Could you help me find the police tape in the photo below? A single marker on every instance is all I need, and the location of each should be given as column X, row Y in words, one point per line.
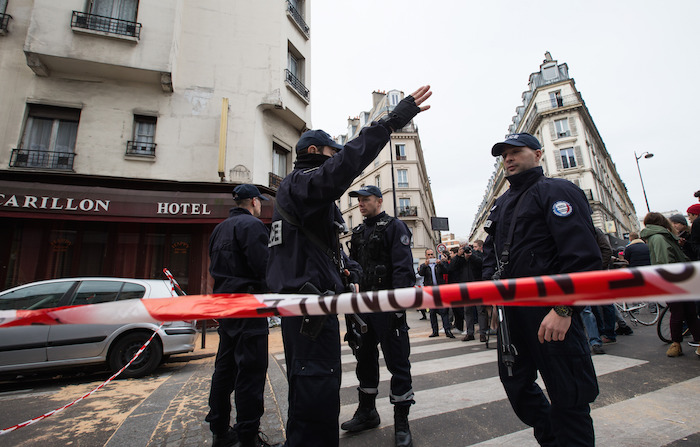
column 668, row 282
column 84, row 396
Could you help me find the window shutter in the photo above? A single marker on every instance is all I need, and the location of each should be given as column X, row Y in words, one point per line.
column 578, row 155
column 557, row 159
column 572, row 126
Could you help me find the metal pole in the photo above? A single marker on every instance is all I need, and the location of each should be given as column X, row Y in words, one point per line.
column 642, row 181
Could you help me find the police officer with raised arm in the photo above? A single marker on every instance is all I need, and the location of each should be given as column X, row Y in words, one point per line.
column 382, row 247
column 238, row 257
column 552, row 234
column 303, row 236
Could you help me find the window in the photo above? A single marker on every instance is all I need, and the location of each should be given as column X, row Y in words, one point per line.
column 295, row 72
column 394, row 98
column 109, row 16
column 116, row 9
column 568, row 159
column 49, row 137
column 144, row 136
column 556, row 99
column 279, row 160
column 402, row 177
column 400, row 151
column 562, row 128
column 41, row 296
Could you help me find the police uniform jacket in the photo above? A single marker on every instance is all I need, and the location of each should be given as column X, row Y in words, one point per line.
column 309, row 193
column 238, row 252
column 553, row 234
column 395, row 250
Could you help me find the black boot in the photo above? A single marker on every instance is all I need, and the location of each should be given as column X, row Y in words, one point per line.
column 402, row 434
column 366, row 416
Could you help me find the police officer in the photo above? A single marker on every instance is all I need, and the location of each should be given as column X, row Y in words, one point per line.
column 238, row 257
column 382, row 247
column 553, row 234
column 302, row 238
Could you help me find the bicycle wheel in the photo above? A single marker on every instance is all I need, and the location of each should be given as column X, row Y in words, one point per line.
column 663, row 327
column 645, row 313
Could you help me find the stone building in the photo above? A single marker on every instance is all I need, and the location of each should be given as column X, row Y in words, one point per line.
column 400, row 172
column 126, row 125
column 554, row 111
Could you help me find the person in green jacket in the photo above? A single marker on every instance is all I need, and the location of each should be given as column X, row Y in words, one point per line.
column 664, row 248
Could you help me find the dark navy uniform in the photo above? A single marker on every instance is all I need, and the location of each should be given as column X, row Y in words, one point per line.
column 554, row 234
column 308, row 194
column 382, row 246
column 238, row 252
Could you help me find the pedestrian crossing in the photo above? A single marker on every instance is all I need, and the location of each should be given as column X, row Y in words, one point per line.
column 458, row 381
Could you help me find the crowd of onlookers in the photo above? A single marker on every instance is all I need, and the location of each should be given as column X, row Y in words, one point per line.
column 663, row 240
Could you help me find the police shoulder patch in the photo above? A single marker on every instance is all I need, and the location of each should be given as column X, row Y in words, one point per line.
column 562, row 208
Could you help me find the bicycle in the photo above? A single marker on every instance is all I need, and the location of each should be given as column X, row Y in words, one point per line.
column 645, row 314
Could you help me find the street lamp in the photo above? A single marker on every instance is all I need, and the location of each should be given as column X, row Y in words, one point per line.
column 645, row 155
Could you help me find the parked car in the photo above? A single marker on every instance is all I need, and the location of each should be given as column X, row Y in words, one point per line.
column 38, row 347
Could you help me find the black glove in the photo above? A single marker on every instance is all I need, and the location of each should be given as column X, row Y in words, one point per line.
column 402, row 114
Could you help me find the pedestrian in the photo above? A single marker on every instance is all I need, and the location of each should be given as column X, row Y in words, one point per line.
column 664, row 249
column 238, row 257
column 304, row 256
column 433, row 274
column 543, row 226
column 382, row 246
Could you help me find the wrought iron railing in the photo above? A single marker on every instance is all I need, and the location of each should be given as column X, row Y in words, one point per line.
column 274, row 181
column 296, row 84
column 105, row 24
column 4, row 21
column 140, row 148
column 408, row 211
column 298, row 18
column 25, row 158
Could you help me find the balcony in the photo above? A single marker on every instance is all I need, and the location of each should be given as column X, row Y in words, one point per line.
column 298, row 19
column 4, row 21
column 274, row 181
column 408, row 211
column 107, row 25
column 25, row 158
column 296, row 84
column 140, row 148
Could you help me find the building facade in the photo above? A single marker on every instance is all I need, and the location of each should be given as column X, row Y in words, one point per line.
column 554, row 112
column 126, row 125
column 399, row 172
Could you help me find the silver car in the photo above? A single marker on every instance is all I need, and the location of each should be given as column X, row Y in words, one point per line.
column 31, row 348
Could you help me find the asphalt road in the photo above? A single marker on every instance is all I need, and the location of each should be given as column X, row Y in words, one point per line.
column 646, row 399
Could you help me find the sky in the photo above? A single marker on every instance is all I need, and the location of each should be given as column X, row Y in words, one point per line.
column 635, row 63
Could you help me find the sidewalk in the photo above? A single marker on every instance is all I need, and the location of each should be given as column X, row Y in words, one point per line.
column 173, row 415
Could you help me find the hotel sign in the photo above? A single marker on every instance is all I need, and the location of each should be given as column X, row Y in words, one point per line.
column 97, row 203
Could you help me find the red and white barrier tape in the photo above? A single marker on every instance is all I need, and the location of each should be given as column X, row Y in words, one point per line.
column 670, row 282
column 84, row 396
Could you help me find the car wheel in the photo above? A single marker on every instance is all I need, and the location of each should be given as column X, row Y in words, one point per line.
column 124, row 349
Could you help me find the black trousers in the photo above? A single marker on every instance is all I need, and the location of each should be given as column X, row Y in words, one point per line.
column 391, row 332
column 567, row 371
column 313, row 372
column 444, row 314
column 241, row 365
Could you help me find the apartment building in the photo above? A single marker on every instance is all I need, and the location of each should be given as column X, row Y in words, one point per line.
column 399, row 171
column 554, row 111
column 126, row 124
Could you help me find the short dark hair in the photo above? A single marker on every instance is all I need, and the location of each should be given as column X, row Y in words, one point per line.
column 659, row 219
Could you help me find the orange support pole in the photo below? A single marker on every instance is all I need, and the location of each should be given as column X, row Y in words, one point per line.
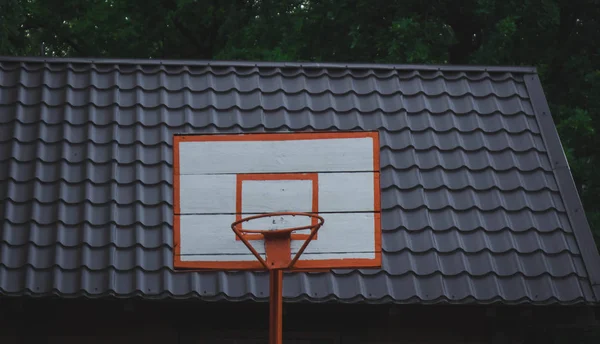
column 276, row 306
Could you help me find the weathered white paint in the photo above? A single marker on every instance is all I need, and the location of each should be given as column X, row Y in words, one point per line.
column 207, row 194
column 208, row 175
column 321, row 155
column 260, row 196
column 216, row 194
column 346, row 192
column 344, row 235
column 250, row 258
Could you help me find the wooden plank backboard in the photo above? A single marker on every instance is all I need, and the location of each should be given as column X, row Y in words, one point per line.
column 221, row 178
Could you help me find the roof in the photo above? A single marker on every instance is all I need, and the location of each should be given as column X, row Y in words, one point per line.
column 478, row 203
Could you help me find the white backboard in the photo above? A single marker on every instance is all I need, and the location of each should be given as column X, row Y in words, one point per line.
column 221, row 178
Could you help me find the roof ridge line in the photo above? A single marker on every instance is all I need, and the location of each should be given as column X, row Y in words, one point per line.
column 566, row 184
column 273, row 64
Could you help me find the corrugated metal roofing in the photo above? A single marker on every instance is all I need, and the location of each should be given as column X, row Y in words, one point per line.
column 477, row 200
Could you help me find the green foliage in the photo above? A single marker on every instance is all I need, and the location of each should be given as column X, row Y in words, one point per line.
column 560, row 37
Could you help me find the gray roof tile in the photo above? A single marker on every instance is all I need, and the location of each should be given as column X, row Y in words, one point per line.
column 473, row 208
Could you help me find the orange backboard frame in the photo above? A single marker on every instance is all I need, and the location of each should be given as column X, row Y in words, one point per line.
column 301, row 265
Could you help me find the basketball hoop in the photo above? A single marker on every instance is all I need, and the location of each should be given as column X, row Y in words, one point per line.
column 278, row 250
column 277, row 241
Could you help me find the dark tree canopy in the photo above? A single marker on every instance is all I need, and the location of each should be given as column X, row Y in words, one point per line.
column 560, row 37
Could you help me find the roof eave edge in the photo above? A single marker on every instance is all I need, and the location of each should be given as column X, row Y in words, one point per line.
column 566, row 183
column 248, row 64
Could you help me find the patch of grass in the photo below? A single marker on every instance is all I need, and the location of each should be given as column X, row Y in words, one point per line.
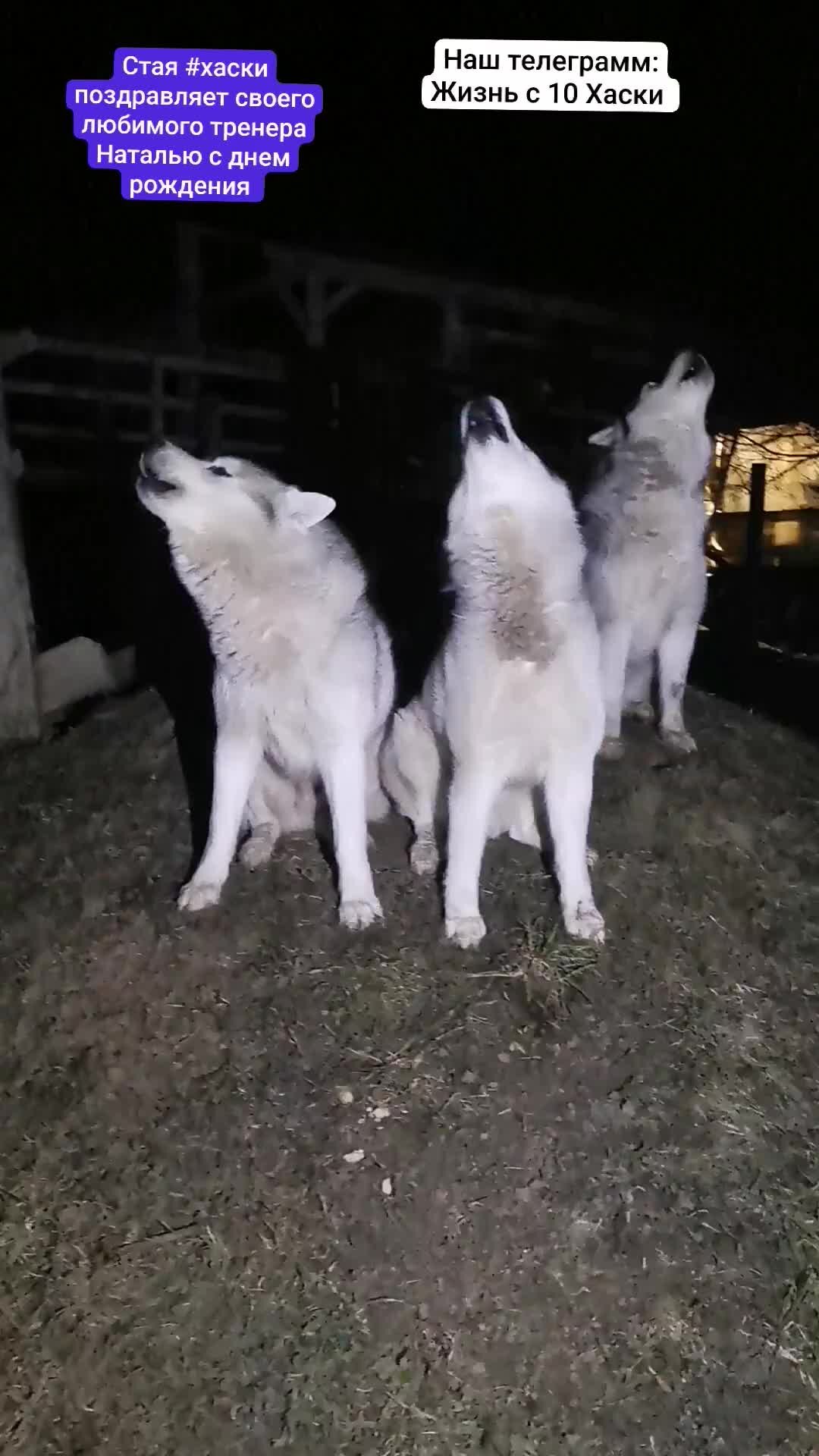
column 551, row 970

YOUR OBJECTIVE
Take the line containing "Could you help me find the patch" as the first and the last line of the records as the end. Print every line in that span exactly, leaving out pictures.

WRITTEN ANSWER
Could you help me find the patch of grass in the photo below? A single marker on every instance is all I need, and the location of each should be given as column X, row Y in words, one point per line.
column 551, row 970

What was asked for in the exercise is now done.